Continua il brano sulle elezioni politiche ceche e sui possibili alleati di Babiš, riprendendo dopo la sua ultima frase.

───── Brano del documento

Senza escludere la possibilità che l’attuale comune nemico possa rivelarsi, per alcuni di questi cinque partiti, o per alcuni dei suoi esponenti, un possibile interlocutore col quale accordarsi e magari allearsi. Le logiche della politica, non solo ceca, hanno già in passato dato dimostrazioni di questo tipo.

La sponda presidenziale a favore di Babiš

Un ruolo decisivo per la formazione del prossimo governo ceco, quello che scaturirà dalle elezioni di ottobre, lo giocherà il presidente Miloš Zeman. Quest’ultimo ha già messo le cose in chiaro sulla linea che intende seguire. Intanto, non curandosi del ruolo super partes, ha annunciato che in ottobre voterà a favore di Ano, quindi di Babiš. In secondo luogo, ha detto espressamente che le coalizioni preelettorali non solo non gli rappresentano nulla, ma addirittura di considerarle delle “truffe nei confronti dei cittadini”.

La popolarità di Miloš Zeman, secondo i sondaggi, è ai minimi storici, quindi è tutto da vedere se l’endorsement a favore di Ano, servirà davvero a tirare la volata elettorale all’attuale premier. Una importanza più determinante avrà invece, con ogni probabilità, l’intenzione presidenziale di infischiarsene delle coalizioni elettorali (ancora meno ovviamente di quelle anti Babiš), e affidare l’incarico di formare il prossimo governo al leader del partito più forte, che con ogni probabilità sarà proprio Ano.

Gli interrogativi sui futuri alleati

Di ovvia importanza sarà per Babiš il risultato elettorale dei suoi attuali alleati, in primo luogo i socialdemocratici della Čssd, attuali partner di governo di Ano, e i comunisti del Ksčm. Sono stati proprio i comunisti, infatti, che negli ultimi quattro anni, col loro sostegno esterno, hanno garantito al governo di minoranza Ano/Čssd, di rimanere in sella.

I due storici partiti della sinistra ceca appaiono attanagliati da alcuni anni da una crisi profonda. Alcuni sondaggi evidenziano persino il rischio che, soprattutto i socialdemocratici, non riescano a superare la soglia di sbarramento del 5%, mancando quindi l’obiettivo di eleggere propri rappresentanti alla Camera dei deputati, il che porrebbe Babiš nella necessità di trovare altre forze con le quali coalizzarsi.

──────────
───── Dati di ingresso

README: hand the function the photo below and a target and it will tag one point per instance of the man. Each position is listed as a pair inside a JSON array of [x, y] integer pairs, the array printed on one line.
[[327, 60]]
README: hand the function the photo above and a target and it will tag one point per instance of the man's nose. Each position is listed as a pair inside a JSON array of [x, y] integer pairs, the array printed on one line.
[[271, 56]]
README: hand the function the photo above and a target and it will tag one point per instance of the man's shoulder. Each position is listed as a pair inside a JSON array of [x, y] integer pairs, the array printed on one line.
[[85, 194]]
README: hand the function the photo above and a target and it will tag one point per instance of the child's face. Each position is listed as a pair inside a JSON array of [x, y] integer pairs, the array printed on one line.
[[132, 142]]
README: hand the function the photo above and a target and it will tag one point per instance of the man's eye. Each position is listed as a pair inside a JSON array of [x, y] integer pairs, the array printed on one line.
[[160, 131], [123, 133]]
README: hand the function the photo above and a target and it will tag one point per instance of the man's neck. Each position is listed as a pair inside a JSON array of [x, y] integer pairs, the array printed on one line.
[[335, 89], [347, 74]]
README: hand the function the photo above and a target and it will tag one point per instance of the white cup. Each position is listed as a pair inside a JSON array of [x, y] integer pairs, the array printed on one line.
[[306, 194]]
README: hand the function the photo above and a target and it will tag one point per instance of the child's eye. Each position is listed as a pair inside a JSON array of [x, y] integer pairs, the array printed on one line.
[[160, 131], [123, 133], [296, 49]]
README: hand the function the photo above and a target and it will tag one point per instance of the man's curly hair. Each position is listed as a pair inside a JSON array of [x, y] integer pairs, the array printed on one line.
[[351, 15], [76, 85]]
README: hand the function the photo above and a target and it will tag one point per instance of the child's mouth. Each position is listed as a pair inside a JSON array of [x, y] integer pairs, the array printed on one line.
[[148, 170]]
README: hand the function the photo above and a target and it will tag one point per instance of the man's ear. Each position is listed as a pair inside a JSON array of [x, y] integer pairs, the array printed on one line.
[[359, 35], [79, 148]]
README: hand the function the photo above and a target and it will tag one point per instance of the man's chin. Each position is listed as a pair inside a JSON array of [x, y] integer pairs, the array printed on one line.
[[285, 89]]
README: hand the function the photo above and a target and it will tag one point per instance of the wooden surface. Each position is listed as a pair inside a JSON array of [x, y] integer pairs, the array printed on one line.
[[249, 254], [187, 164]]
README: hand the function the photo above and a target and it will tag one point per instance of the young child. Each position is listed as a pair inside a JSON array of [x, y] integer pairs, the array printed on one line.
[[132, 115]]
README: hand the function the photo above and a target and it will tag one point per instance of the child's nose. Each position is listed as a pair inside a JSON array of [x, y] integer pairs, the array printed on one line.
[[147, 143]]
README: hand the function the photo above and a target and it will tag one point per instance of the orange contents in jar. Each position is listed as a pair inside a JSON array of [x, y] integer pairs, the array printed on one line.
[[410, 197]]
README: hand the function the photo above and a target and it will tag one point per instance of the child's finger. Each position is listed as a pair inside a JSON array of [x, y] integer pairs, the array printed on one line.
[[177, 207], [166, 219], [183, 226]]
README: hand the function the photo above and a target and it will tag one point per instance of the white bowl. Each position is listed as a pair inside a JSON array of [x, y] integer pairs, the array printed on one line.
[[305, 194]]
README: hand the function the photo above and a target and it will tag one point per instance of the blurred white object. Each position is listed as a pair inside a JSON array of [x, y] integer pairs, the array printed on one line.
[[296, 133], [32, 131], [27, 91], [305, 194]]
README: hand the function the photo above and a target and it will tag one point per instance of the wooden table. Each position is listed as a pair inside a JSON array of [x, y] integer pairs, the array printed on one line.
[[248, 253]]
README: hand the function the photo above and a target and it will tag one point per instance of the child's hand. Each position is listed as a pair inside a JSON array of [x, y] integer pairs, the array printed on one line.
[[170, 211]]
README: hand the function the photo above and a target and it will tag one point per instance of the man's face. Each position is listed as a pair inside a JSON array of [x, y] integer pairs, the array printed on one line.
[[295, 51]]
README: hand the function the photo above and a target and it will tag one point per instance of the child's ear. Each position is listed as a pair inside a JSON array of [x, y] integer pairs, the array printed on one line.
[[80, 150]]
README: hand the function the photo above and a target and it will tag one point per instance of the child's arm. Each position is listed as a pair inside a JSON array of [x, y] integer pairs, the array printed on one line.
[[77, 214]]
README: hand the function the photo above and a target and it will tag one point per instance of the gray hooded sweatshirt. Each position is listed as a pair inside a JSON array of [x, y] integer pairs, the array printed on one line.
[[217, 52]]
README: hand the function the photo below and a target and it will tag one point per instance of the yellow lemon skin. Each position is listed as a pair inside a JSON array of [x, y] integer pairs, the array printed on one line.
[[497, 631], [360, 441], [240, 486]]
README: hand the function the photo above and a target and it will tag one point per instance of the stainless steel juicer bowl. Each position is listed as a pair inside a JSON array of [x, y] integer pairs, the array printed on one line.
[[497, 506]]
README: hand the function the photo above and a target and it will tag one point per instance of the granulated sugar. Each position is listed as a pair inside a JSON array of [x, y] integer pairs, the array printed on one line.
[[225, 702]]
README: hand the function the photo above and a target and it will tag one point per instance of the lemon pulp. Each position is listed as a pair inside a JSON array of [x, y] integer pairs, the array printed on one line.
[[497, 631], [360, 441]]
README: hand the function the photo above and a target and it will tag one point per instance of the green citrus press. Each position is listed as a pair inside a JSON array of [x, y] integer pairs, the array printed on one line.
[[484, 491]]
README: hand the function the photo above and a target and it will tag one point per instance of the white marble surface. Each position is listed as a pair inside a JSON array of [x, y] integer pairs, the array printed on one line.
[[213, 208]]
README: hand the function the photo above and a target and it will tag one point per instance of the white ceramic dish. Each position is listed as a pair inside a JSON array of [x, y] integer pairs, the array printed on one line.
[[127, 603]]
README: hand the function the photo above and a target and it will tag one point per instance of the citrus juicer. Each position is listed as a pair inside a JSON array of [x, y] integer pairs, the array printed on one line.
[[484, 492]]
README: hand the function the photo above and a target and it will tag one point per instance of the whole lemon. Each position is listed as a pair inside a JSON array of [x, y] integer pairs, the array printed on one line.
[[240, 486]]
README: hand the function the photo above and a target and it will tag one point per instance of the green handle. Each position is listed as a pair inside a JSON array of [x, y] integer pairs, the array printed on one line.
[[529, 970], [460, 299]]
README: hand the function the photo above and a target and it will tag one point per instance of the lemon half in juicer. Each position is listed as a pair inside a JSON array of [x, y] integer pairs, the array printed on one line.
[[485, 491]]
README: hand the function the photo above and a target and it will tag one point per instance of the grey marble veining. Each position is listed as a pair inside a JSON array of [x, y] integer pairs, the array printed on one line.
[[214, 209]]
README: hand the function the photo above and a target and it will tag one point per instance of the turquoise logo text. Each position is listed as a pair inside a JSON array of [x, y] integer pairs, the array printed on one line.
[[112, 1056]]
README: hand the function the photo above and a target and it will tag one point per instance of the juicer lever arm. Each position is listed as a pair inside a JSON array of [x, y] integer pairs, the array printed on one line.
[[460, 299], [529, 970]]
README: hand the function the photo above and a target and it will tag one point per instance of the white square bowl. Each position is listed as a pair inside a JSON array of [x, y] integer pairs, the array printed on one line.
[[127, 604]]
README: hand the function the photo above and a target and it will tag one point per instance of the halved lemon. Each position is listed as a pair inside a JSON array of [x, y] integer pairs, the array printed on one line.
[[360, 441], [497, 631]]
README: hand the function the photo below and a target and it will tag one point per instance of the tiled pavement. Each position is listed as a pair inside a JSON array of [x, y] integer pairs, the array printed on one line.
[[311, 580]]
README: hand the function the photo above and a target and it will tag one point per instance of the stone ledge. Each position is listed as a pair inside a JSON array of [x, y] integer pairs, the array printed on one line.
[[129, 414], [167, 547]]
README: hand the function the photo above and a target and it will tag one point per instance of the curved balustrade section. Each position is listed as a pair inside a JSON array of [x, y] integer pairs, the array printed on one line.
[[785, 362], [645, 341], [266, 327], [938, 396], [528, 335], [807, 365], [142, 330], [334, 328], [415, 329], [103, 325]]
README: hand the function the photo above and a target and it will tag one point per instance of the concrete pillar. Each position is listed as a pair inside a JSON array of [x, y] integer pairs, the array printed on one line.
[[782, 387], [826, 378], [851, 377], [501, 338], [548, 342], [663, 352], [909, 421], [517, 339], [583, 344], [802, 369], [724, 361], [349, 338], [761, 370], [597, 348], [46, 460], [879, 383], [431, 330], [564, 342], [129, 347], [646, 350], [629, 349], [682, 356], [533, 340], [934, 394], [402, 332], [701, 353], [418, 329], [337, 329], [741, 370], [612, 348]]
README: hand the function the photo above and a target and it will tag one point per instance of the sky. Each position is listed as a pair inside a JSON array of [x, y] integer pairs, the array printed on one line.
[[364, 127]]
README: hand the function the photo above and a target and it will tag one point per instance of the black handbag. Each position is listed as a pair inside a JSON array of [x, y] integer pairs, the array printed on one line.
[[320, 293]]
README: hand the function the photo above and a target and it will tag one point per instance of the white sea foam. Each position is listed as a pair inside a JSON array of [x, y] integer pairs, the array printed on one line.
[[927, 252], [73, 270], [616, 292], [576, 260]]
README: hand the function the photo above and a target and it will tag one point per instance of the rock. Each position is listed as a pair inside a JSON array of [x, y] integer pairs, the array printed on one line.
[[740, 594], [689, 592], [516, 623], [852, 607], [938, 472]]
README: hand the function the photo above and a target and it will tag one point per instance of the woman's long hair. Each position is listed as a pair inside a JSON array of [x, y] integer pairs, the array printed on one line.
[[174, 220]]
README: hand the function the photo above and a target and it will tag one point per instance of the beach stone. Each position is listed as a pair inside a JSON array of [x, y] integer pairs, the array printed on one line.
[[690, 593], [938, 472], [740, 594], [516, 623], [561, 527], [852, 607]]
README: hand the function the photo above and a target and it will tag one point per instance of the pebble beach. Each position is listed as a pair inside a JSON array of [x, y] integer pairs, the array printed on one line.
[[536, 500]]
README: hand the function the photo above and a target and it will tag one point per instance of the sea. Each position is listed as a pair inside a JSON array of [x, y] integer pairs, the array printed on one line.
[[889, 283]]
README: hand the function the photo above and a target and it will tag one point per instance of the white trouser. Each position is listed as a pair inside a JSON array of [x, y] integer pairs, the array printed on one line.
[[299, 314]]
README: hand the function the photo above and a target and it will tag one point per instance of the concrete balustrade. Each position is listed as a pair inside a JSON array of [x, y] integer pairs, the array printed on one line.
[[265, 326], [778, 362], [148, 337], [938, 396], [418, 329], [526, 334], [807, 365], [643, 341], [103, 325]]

──────────

### [Risposta]
Esclusa l’ipotesi di una alleanza con i sovranisti della Spd di Tomio Okamura, Babiš potrebbe, secondo diversi osservatori, trovare un appoggio in Přísaha (Giuramento), una forza politica nuova di zecca, che si presenta quest’anno alle elezioni per la prima volta e che secondo i sondaggi avrebbe chance non trascurabili di superare lo sbarramento del 5%, ponendosi come futuro ago della bilancia.

Přísaha si propone come la classica forza antisistema, che pone al centro del proprio programma politico la lotta alla corruzione, un evergreen delle campagne elettorali degli ultimi anni in Repubblica Ceca, che tra l’altro ha sempre premiato in termini di voti chi se ne è fatto portatore. Il fondatore di Přísaha è Robert Šlachta, un ex super poliziotto che ha guidato l’Unità anticrimine organizzato della polizia ceca dal 2008 al 2016, prima di lasciare la divisa, sbattendo la porta e dicendo di non essere gradito all’establishment. Šlachta ha tutte le sembianze dell’“uomo giusto al posto giusto”, a tal punto da far sorgere il dubbio che Přísaha sia il risultato di una abile operazione di marketing, ispirata dallo stesso Babiš, allo scopo di crearsi un partito amico. Ad alimentare questa ipotesi è anche il fatto che sono alcuni ex spin doctor di Ano a modellare la campagna elettorale di Přísaha. “Lui è un businessman miliardario, io sono stato per trent’anni un servitore dello Stato. Con Babiš non ho assolutamente niente in comune” ha sinora tagliato corto Šlachta commentando queste congetture. Niente però può escludere che il giustiziere ex poliziotto e il miliardario premier i punti di intesa possano trovarli dopo le elezioni.

Per ora, in quest’estate appena iniziata col Covid-19 indebolito ma non ancora sconfitto, i cechi sembrano preoccupati più di sapere, se e dove potranno trascorrere le loro vacanze, che dell’appuntamento di ottobre con le urne. La campagna elettorale si infiammerà durante il mese di settembre, e tutto lascia pensare che si tratterà di uno scontro durissimo nel quale, vista la posta in gioco, non mancheranno i colpi bassi.